◆ Excerpted text
—————
President
Trump is expected this week to announce new restrictions on Chinese
investment in US industries deemed vital to national security.
Treasury Secretary Steven Mnuchin acknowledged that new measures, to be announced by June 30, will take aim at “countries that are trying to steal our technology,” an accusation that Trump had repeatedly leveled at China. (China has always denied such accusations.)
The White House recently released a 35-page document, detailing its view that China is seeking to boost its own industry by capturing the “crown jewels” of American technology.
The
allegation that China’s industrial policies and practices threaten the
US economy is a key reason why Trump began in March a trade offensive that has now turned into a clash with China, unnerving markets and businesses around the world.
Here are the five reasons why the US is picking a fight with China, according to the White House:
1. Theft
“State-sponsored
IP theft through physical theft, cyber-enabled espionage and theft,
evasion of U.S. export control laws, and counterfeiting and piracy.”
The
White House accuses China of literally stealing American technologies
and intellectual property, via “company insiders” or other people who
have access to trade secrets.
The
report cites news reports that China’s Ministry of State Security
deploys almost 100,000 intelligence officers at home and abroad to to
bolster its efforts.
—————
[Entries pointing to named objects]
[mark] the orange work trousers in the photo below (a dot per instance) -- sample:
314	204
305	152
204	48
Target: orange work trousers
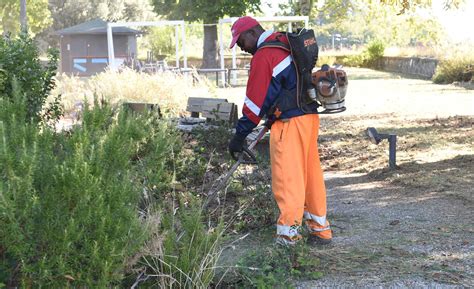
297	177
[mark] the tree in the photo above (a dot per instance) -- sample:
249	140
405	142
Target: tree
37	13
207	11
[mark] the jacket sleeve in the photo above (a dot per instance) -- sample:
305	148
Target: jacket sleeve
262	90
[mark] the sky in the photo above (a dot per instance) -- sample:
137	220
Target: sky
458	23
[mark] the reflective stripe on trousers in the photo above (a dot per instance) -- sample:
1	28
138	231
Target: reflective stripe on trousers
297	177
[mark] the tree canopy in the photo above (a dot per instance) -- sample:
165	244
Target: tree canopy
37	12
203	10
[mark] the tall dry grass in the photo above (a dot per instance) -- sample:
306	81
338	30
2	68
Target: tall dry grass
170	90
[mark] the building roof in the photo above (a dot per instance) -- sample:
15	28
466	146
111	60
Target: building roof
97	26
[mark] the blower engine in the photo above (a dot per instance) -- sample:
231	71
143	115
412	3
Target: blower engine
331	87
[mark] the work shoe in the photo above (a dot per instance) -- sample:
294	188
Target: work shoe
287	241
316	239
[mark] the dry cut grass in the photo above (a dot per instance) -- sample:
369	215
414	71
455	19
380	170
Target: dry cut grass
170	90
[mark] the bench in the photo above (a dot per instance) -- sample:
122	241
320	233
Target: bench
213	109
140	107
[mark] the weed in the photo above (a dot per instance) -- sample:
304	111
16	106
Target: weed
276	267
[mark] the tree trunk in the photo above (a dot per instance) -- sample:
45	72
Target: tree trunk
209	55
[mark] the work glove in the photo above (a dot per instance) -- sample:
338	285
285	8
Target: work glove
236	145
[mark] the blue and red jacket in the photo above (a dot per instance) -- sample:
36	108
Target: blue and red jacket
271	70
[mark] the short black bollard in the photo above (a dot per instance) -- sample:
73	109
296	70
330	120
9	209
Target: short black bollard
376	138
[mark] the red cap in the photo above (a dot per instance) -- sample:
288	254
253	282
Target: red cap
242	24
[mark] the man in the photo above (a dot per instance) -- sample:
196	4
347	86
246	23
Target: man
297	178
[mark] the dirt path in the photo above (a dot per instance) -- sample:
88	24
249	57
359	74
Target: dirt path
386	235
412	227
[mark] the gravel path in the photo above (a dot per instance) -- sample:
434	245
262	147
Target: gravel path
388	236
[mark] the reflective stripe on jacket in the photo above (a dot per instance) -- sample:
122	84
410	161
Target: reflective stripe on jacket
271	70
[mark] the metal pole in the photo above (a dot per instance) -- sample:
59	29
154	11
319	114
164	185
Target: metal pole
392	140
110	46
221	51
176	37
183	36
23	18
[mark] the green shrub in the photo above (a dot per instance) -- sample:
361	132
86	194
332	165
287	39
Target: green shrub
458	68
369	56
69	201
19	58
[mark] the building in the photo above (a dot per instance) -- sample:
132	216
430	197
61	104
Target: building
84	47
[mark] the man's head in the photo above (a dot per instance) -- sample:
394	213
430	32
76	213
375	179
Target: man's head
245	33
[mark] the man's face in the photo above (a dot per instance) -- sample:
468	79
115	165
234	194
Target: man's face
248	41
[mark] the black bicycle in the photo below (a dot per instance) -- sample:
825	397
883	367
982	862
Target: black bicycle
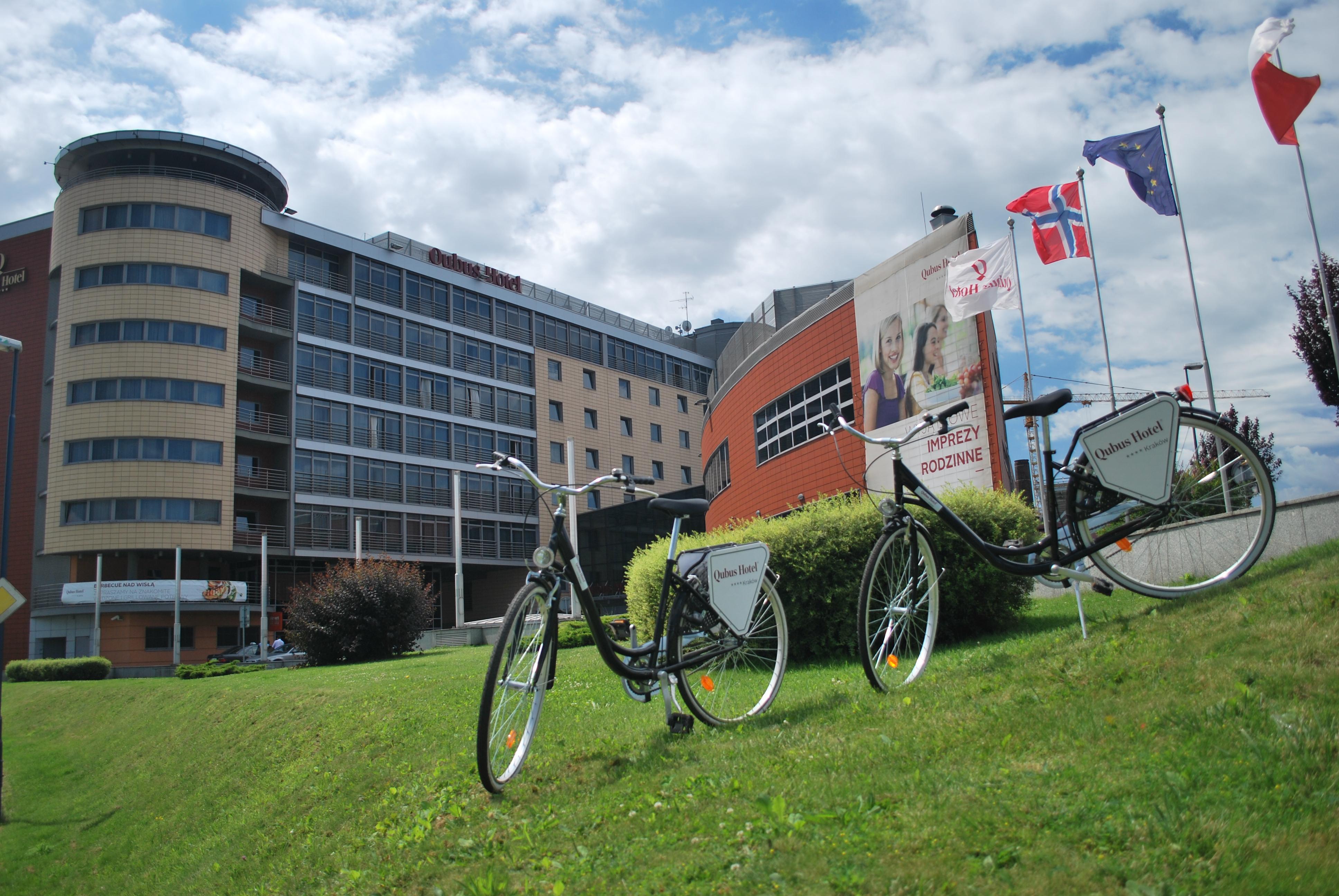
—————
◆ Actions to take
1. Decide whether each statement agrees with the article on US restrictions on Chinese investment, answering yes or no and quoting the deciding words: (a) The new measures are to be announced by June 30. (b) The White House document is 35 pages long. (c) Trump started the trade offensive in April.
2. Extend the article on US restrictions on Chinese investment, picking up right after its final sentence.

◆ Per-task answers
1.
(a) Yes: "to be announced by June 30"
(b) Yes: "The White House recently released a 35-page document"
(c) No: "Trump began in March a trade offensive"

2.
The
Ministry of State Security is China’s spy agency, kind of like a hybrid
of the CIA and FBI, and it has been said to recruit US intelligence
officers to conduct espionage against their homeland.
In one instance cited in the White House report, in June 2016 a Florida woman, Amin Yu, was found guilty of illegally exporting submarine parts from US companies to a Chinese university associated with the Chinese navy.
2. Regulation
“Chinese
industrial policy features a wide range of coercive and intrusive
regulatory gambits to force the transfer of foreign technologies and IP
to Chinese competitors, often in exchange for access to the vast Chinese
market.”
Foreign
companies in China are not allowed to own a majority stake in most
sectors. They’re usually required to form joint ventures with Chinese
counterparts.
Citing
a 2017 survey conducted by the US-China Business Council, the White
House report says many American companies are victims of forced
technology transfer to Chinese companies.
China
has denied that its policies require technology transfer from foreign
companies. But in a tacit acknowledgement of such complaints, premier Li
Keqiang vowed in March that “there will be no mandatory requirement for technology transfer” as the country relaxed foreign ownership rules.
But
such promises don’t address criticisms that even if there’s no official
policy demanding such transfers, technology and know-how must be given
in exchange for market access.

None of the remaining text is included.